Problems

Rank of a Matrix

Exercise 1.

Let \(\ \boldsymbol{A}\in M_{m\times p}(K),\ \boldsymbol{B}\in M_{p\times n}(K).\ \) Show that \(\ \text{rk}\,\boldsymbol{A}\boldsymbol{B}\ \leq\ \text{rk}\boldsymbol{A},\,\text{rk}\boldsymbol{B}.\)

Lemma.

Let \(\,V_1\,\) and \(\,\ V_2\ \) be finite dimensional subspaces of a vector space \(\ V(K).\) Then

\[\dim{V_1}\ \leq\ \dim{V_2}\,.\]

Proof of the lemma bases on the fact that in a \(\ d\)-dimensional vector space every set consisting of more than \(\ d\ \) vectors is linearly dependent.

Denote \(\ \dim{V_1}=d_1,\ \dim{V_2}=d_2\ \) and \(\ \) assume that \(\ V_1 < V_2, \ \ \text{where}\ \ d_1>\,d_2\,.\)

Let \(\ \mathcal{B}\,=\,(\boldsymbol{v}_1,\boldsymbol{v}_2,\dots, \boldsymbol{v}_{d_1})\ \) be a basis of the subspace \(\ V_1.\) Since \(\ V_1\subset V_2\,,\ \) so \(\ \mathcal{B}\ \) gives also a set of linearly independent vectors of the subspace \(\ V_2.\ \) However, because it comprises of \(\ d_1>d_2\ \) vectors, this gives a contradiction with the aforementioned fact.

Hence, we must have \(\ d_1\,\leq\,d_2\,,\ \) as required.

Solution.

Rank of a matrix, which by the definition is equal to the maximal number of its linearly independent columns (or rows), equals the dimension of the vector space spanned by its columns (rows).

> [Stored records]:
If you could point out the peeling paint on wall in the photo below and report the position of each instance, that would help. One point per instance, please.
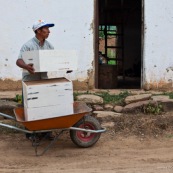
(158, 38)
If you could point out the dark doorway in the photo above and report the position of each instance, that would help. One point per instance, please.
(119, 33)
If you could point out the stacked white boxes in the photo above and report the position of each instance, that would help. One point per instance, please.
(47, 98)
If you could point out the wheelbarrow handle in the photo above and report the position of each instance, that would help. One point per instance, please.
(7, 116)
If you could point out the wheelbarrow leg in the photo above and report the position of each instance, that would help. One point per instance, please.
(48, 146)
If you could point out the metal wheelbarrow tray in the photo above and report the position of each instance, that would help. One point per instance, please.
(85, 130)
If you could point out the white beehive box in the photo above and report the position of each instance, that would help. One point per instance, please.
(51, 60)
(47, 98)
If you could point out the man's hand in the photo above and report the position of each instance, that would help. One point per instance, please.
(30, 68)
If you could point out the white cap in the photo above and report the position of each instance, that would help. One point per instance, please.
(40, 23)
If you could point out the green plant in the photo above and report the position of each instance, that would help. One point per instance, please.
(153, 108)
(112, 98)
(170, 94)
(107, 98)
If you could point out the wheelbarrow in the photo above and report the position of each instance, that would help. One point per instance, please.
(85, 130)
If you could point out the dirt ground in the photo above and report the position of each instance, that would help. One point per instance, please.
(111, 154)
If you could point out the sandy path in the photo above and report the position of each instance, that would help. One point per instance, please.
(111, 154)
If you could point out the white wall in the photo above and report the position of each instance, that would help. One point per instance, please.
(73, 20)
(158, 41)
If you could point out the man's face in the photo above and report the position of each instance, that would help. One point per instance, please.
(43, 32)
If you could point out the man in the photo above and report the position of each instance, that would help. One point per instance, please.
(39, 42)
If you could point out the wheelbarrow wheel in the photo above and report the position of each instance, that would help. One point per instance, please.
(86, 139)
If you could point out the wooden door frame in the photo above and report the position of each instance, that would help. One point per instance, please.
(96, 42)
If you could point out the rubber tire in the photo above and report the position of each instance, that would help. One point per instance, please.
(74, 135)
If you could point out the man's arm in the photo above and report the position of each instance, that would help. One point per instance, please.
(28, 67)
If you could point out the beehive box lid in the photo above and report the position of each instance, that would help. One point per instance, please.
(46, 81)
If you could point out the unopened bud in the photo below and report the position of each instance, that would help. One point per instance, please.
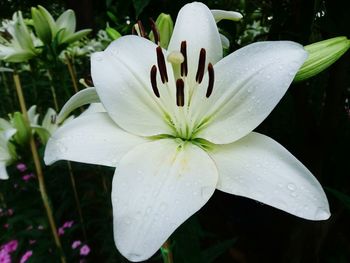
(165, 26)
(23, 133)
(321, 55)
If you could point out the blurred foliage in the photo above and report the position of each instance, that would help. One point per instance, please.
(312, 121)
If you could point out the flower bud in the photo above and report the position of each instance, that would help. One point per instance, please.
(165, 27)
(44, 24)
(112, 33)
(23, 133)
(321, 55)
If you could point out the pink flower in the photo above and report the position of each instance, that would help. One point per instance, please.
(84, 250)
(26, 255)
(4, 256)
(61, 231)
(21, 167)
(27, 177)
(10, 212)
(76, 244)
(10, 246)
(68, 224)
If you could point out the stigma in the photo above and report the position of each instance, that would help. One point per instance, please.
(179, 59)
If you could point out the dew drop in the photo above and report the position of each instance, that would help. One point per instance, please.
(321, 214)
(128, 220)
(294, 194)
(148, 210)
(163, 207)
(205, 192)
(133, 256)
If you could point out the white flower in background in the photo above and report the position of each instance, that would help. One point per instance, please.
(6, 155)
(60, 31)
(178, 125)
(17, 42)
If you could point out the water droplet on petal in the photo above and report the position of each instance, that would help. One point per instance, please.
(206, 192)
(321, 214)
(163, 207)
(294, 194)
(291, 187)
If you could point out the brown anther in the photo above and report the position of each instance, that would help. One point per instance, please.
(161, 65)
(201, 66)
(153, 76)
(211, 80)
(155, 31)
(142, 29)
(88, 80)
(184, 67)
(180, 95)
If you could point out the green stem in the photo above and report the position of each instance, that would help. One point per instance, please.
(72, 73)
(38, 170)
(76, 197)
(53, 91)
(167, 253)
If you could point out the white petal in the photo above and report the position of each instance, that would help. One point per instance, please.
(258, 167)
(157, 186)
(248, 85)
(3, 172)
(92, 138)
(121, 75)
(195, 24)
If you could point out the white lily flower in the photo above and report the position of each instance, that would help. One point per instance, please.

...

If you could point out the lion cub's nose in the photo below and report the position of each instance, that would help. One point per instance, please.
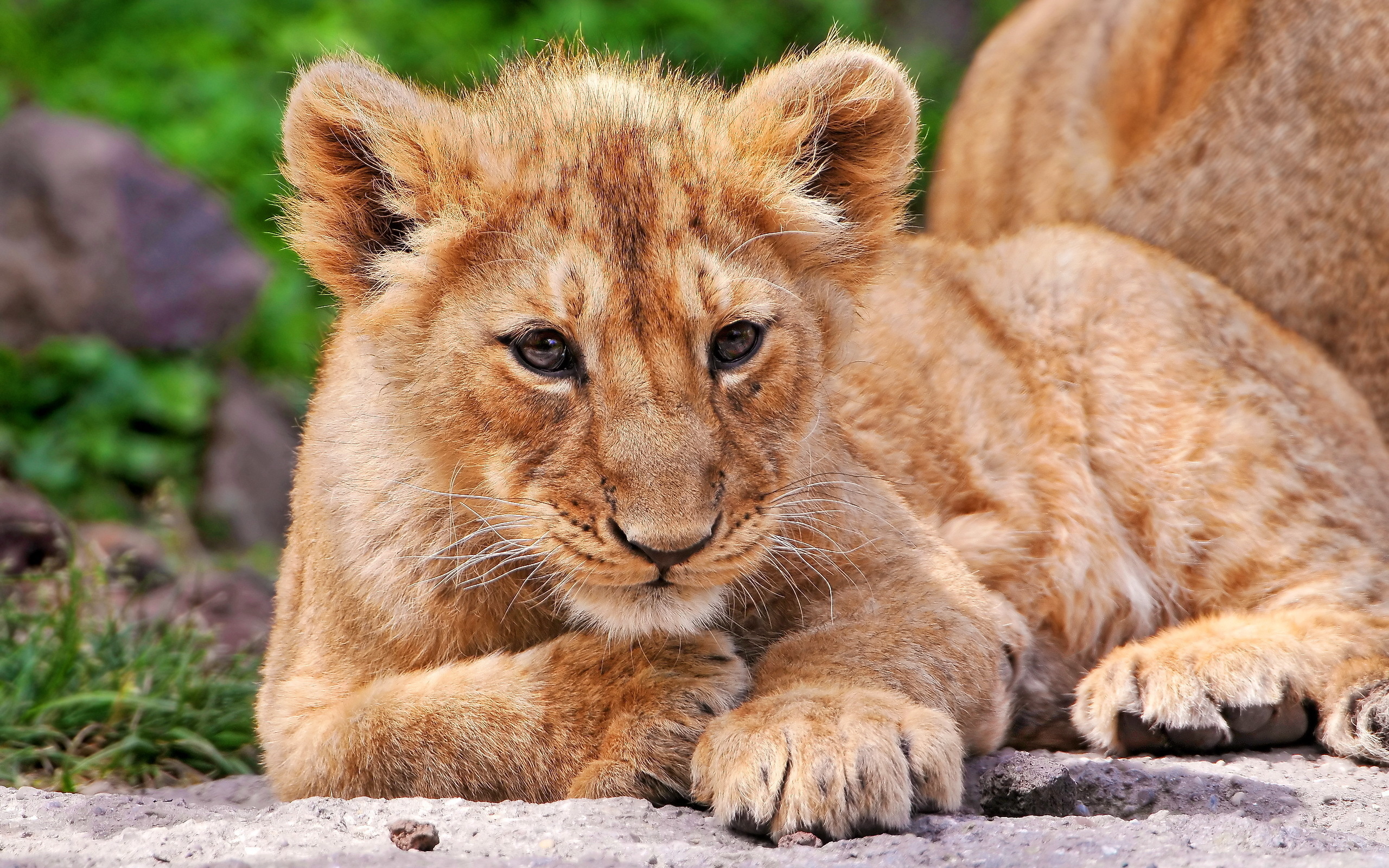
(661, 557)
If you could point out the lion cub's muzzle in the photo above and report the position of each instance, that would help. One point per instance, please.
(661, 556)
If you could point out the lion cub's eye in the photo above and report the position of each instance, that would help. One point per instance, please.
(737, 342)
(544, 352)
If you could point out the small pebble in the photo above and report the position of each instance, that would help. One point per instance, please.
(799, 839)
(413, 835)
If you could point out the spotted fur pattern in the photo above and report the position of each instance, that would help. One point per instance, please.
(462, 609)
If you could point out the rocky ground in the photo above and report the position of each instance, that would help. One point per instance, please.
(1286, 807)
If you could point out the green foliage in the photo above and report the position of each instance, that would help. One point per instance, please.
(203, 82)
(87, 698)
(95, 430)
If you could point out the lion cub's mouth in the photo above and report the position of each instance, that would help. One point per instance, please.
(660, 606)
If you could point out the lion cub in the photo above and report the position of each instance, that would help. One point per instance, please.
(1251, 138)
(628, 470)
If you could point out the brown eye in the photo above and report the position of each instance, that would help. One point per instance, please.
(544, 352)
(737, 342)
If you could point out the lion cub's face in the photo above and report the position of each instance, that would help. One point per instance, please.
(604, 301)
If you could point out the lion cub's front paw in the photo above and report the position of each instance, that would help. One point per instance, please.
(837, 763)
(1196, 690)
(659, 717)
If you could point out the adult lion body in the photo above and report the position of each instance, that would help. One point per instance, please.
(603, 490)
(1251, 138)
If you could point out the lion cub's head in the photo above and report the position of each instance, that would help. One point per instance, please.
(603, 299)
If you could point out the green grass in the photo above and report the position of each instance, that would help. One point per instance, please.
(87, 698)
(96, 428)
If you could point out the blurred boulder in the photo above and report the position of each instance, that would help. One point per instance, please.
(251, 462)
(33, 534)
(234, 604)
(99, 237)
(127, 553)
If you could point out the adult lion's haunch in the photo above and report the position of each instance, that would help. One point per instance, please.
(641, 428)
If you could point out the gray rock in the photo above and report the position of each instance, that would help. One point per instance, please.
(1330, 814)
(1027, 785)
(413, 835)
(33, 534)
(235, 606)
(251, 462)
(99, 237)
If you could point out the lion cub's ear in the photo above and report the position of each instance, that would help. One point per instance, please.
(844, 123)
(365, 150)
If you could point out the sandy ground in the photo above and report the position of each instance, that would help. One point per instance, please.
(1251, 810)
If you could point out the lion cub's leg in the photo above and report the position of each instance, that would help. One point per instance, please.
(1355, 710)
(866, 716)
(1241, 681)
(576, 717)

==

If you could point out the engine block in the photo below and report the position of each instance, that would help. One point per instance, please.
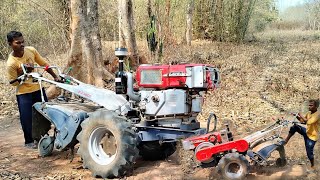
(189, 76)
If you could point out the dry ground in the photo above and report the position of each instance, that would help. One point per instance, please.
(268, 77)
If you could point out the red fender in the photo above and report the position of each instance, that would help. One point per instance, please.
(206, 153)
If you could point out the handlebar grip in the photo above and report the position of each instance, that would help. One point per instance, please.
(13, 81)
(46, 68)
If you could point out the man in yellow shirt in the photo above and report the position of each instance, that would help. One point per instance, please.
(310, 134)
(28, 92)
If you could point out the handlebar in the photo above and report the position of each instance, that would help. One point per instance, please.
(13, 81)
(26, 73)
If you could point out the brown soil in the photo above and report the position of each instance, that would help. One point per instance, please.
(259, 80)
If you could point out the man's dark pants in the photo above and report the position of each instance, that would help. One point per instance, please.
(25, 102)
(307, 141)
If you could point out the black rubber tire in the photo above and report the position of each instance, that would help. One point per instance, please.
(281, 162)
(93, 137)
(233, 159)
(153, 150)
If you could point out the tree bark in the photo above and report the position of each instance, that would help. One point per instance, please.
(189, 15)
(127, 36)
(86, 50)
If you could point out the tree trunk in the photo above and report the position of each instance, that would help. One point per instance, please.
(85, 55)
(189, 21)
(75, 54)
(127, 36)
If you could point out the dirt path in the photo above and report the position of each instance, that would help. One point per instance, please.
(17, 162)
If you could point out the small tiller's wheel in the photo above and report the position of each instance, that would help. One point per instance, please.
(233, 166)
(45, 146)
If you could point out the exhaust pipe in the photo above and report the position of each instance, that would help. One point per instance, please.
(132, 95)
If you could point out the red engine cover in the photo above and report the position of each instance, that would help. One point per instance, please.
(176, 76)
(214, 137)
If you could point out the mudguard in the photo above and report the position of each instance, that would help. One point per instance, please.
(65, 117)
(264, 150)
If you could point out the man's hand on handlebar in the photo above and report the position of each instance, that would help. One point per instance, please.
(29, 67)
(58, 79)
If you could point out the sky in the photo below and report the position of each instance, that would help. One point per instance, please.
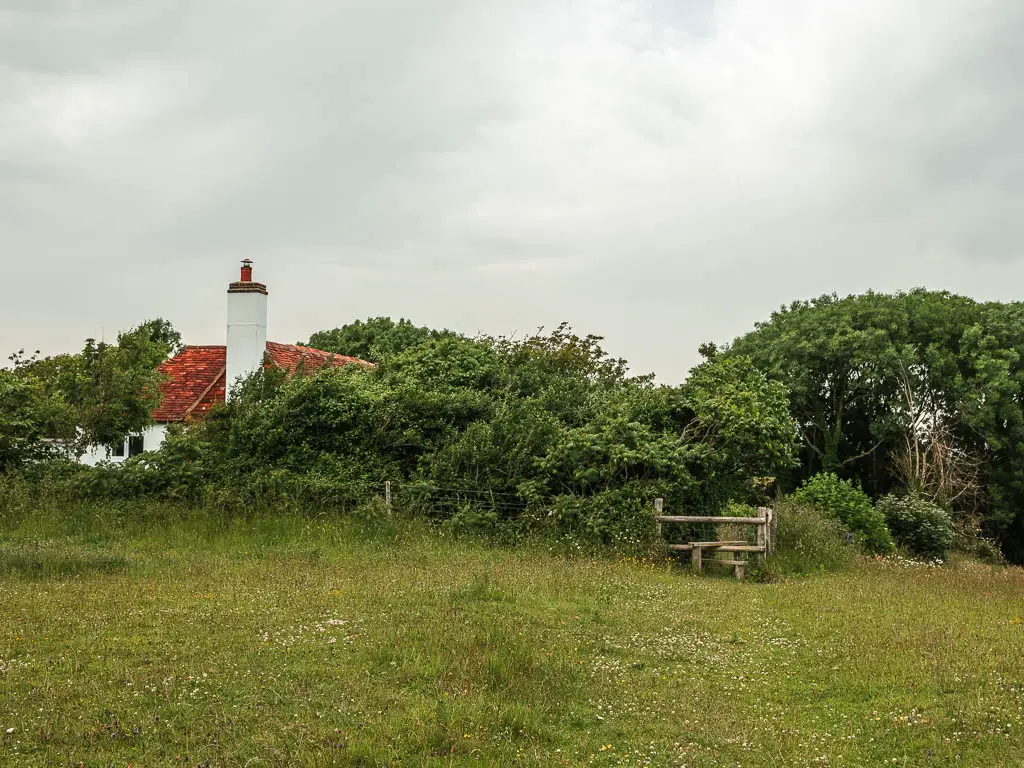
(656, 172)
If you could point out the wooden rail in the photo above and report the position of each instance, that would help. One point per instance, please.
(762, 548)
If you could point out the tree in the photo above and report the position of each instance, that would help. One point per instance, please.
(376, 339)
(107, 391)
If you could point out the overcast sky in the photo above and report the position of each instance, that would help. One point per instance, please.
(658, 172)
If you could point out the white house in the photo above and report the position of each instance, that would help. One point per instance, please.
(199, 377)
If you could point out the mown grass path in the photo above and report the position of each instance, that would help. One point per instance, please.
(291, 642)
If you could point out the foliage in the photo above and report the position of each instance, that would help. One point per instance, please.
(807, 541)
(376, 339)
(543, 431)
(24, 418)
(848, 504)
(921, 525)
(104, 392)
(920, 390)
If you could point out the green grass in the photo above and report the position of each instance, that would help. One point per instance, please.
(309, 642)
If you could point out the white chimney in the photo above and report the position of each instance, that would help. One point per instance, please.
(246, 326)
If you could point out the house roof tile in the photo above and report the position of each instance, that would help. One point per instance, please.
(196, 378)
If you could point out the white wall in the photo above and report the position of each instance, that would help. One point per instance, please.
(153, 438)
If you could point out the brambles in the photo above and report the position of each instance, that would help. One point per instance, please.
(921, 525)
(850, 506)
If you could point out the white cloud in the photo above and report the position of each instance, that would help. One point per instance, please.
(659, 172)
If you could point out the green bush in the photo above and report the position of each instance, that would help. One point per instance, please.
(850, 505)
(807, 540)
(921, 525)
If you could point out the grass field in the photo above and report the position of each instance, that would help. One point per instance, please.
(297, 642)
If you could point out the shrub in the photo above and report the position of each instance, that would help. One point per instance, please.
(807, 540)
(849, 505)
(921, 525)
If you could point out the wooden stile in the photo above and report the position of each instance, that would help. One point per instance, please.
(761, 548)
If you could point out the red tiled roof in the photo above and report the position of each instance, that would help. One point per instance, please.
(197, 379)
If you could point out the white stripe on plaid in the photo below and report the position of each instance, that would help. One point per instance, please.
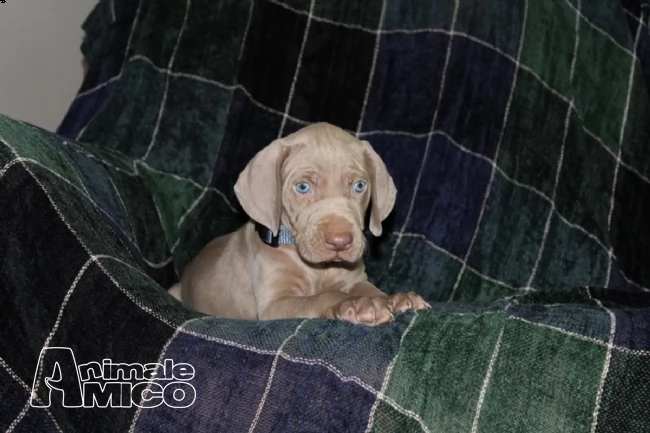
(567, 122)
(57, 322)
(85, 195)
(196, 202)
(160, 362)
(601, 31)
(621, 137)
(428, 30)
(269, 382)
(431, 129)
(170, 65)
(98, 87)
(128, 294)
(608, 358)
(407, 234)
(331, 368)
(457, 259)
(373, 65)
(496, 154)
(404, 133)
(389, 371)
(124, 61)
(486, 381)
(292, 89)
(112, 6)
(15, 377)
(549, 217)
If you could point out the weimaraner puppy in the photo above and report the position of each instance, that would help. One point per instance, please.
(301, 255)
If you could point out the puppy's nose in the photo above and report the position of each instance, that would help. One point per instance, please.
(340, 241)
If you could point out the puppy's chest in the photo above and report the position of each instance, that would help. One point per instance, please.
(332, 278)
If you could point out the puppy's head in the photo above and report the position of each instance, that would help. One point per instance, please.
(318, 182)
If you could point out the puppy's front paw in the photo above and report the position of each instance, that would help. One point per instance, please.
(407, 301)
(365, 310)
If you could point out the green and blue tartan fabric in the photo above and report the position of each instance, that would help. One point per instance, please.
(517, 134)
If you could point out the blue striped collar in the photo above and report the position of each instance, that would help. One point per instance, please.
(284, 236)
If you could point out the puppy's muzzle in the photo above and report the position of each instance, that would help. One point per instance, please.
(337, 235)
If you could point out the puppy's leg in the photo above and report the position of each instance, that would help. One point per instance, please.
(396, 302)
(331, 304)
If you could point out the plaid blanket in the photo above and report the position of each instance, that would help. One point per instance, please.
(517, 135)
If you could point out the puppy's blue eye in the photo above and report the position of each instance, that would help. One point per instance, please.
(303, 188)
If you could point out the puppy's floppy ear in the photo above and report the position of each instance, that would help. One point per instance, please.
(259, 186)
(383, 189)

> [Goal A]:
Decide whether each statement agrees with the passage on matrix rank. Answer yes or no, and quote the words of the passage that settle it.
(i) The proof of the lemma relies on a fact about linear dependence of vector sets.
(ii) The rank of a matrix is defined as the number of its nonzero rows.
(iii) The lemma is proved by deriving a contradiction.
> [Goal B]: In the passage on matrix rank, why does the assumption \(d_1 > d_2\) lead to a contradiction in the proof of the lemma?

> [Written answer A]:
(i) Yes: "Proof of the lemma bases on the fact that in a \(\ d\)-dimensional vector space every set consisting of more than \(\ d\ \) vectors is linearly dependent."
(ii) No: "by the definition is equal to the maximal number of its linearly independent columns (or rows)"
(iii) Yes: "this gives a contradiction with the aforementioned fact."

> [Written answer B]: Since \(V_1 \subset V_2\), the basis \(\mathcal{B}\) of \(V_1\) is also a set of linearly independent vectors in \(V_2\). That set has \(d_1 > d_2\) vectors. In a \(d_2\)-dimensional space, every set of more than \(d_2\) vectors is linearly dependent, so this is a contradiction.